BEGIN DATA FOR THE TASK

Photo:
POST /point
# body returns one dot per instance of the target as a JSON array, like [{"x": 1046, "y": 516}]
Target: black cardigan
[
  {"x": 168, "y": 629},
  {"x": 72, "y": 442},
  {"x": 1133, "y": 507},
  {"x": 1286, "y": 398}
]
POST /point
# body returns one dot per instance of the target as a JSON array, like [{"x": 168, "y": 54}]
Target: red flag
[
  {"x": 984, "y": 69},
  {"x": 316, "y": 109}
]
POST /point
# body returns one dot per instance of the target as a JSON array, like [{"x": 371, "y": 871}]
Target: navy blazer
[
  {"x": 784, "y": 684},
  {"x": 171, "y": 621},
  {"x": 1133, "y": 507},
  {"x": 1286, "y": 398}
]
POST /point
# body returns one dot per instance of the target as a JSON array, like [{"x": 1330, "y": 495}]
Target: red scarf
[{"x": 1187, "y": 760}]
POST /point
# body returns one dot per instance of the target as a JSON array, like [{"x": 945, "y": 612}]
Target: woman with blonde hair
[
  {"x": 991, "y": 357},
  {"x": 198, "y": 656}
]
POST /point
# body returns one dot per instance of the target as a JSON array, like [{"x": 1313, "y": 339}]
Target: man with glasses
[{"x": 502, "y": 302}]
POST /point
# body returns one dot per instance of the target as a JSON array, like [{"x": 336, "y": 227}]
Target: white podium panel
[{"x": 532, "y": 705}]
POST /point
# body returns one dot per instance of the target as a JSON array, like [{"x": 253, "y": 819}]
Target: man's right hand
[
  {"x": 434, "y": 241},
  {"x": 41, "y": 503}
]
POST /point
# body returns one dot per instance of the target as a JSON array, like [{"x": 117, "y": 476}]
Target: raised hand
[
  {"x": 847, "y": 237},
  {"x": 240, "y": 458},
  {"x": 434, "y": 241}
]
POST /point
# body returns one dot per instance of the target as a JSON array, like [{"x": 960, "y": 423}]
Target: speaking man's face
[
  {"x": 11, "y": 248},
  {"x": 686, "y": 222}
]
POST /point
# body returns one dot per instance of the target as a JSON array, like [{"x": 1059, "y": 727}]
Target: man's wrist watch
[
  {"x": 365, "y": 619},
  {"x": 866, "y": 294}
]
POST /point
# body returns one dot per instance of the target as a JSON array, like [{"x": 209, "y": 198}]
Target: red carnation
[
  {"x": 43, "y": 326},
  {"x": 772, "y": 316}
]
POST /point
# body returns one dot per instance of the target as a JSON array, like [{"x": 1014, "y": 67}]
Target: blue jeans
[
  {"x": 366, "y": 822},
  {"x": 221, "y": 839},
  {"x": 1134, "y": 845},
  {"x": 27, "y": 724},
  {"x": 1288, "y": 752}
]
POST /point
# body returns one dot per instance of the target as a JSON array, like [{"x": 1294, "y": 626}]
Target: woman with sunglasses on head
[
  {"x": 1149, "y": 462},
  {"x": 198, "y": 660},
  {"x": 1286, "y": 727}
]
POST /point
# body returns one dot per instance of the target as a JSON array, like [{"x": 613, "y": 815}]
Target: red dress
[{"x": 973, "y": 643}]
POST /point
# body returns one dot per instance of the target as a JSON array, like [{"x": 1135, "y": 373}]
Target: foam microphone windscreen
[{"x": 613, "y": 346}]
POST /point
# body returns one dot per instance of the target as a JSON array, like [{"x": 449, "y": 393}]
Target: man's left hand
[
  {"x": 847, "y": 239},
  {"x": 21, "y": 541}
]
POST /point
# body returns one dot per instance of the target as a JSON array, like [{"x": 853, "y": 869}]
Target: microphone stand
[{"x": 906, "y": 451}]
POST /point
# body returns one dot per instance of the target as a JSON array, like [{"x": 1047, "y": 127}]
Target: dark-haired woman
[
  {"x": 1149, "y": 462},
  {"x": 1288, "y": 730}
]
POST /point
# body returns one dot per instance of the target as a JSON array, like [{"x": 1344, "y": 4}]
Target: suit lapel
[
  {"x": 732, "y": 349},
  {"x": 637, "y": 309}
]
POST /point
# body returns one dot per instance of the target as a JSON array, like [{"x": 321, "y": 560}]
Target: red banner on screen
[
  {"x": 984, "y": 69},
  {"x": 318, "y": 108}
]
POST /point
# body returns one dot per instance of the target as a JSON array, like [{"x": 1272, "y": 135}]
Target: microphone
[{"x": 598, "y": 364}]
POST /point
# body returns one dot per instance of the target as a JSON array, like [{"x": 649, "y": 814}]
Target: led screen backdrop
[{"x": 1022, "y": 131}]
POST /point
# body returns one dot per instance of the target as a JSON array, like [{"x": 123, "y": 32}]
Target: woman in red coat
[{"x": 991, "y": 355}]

END DATA FOR THE TASK

# REQUIREMENT:
Copy out all of the data. Keep every word unchanged.

# ANSWER BELOW:
Photo:
POST /point
# body returns one dot per instance of the target as a JSON array, like [{"x": 1046, "y": 516}]
Target: black cardigan
[
  {"x": 168, "y": 629},
  {"x": 72, "y": 442},
  {"x": 1133, "y": 507},
  {"x": 1286, "y": 398}
]
POST /point
# body returns one dot per instance of the target as a JSON array, like [{"x": 168, "y": 54}]
Target: red flag
[
  {"x": 984, "y": 69},
  {"x": 316, "y": 109}
]
POST /point
# body returns one dot per instance of the target as a JSON array, like [{"x": 371, "y": 871}]
Target: navy blazer
[
  {"x": 784, "y": 684},
  {"x": 171, "y": 621},
  {"x": 1133, "y": 507},
  {"x": 1286, "y": 398}
]
POST /point
# body returns one dot per instance of the target as a JSON array, like [{"x": 1330, "y": 495}]
Target: red scarf
[{"x": 1187, "y": 760}]
POST /point
# body returns one dot per instance of the target as a JSON array, like [{"x": 945, "y": 612}]
Target: woman with blonde hair
[
  {"x": 991, "y": 357},
  {"x": 198, "y": 656}
]
POST /point
# body returns one dot per instance of the target as a JSON array, like [{"x": 1313, "y": 339}]
Target: man with glasses
[{"x": 502, "y": 302}]
POST /point
# body returns one dot per instance of the target as a JSON array, like [{"x": 336, "y": 227}]
Target: white podium panel
[{"x": 532, "y": 705}]
POST /point
# body returns one dot per instance of the target as a JSON array, like [{"x": 253, "y": 819}]
Target: man's right hand
[
  {"x": 434, "y": 241},
  {"x": 41, "y": 503}
]
POST /point
# body returns one dot per instance of the target as a JSON array, like [{"x": 117, "y": 476}]
Target: raised hand
[
  {"x": 847, "y": 237},
  {"x": 240, "y": 458},
  {"x": 434, "y": 241}
]
POST /point
# body returns one dot per instance of the target as a JSON array, like [{"x": 960, "y": 423}]
Target: speaking man's face
[
  {"x": 11, "y": 248},
  {"x": 686, "y": 222}
]
POST /point
# body returns one dot per instance of the target as a JSON array, like [{"x": 1059, "y": 727}]
Target: man's wrist watch
[
  {"x": 365, "y": 619},
  {"x": 866, "y": 294}
]
POST /point
# body returns one dot per instance of the target as a JSON array, like [{"x": 209, "y": 198}]
Target: red carnation
[
  {"x": 43, "y": 326},
  {"x": 772, "y": 316}
]
POST /point
# body returns one dot per instance of the target as a JSON array, like [{"x": 1014, "y": 67}]
Target: blue jeans
[
  {"x": 366, "y": 822},
  {"x": 221, "y": 839},
  {"x": 1134, "y": 845},
  {"x": 27, "y": 724},
  {"x": 1288, "y": 752}
]
POST /point
# body returns one dot per instance of the target as a JSON array, like [{"x": 1294, "y": 626}]
Target: woman with sunglasses on head
[
  {"x": 1149, "y": 462},
  {"x": 198, "y": 660},
  {"x": 1286, "y": 727}
]
POST /point
# body returns one dot per instance of the target as a JSON array, like [{"x": 613, "y": 815}]
Target: red dress
[{"x": 973, "y": 643}]
POST /point
# body returns one dot per instance of the target as a JSON array, like [{"x": 1135, "y": 373}]
Target: foam microphone windscreen
[{"x": 613, "y": 346}]
POST /point
# body returns one dot per instance of the target as a JSON array, like [{"x": 449, "y": 393}]
Target: man's left hand
[
  {"x": 847, "y": 239},
  {"x": 21, "y": 541}
]
POST /point
# body returns one dot per instance of the target as a JSON array, like [{"x": 853, "y": 869}]
Target: microphone stand
[{"x": 906, "y": 451}]
POST /point
# body returns one dot per instance of the target as a JSON array, like [{"x": 1047, "y": 127}]
Target: dark-haired woman
[
  {"x": 1149, "y": 462},
  {"x": 1288, "y": 730}
]
POST /point
# body returns one dot per instance of the target as a JSON array, like [{"x": 1344, "y": 4}]
Target: suit lapel
[
  {"x": 732, "y": 349},
  {"x": 637, "y": 309}
]
POST /point
# body returns one dot per instance of the target as a JSON array, like [{"x": 321, "y": 560}]
Target: red banner on screen
[
  {"x": 984, "y": 69},
  {"x": 318, "y": 108}
]
POST /point
# body returns one dot per instance of the target as a JSON array, like [{"x": 1272, "y": 135}]
Target: microphone
[{"x": 598, "y": 364}]
POST /point
# body returns one dot per instance of the target as a JSON array, like [{"x": 649, "y": 814}]
Target: led screen backdrop
[{"x": 1022, "y": 131}]
POST /point
# body returns one dot per instance of the target as a JSON array, like [{"x": 123, "y": 32}]
Target: woman in red coat
[{"x": 991, "y": 355}]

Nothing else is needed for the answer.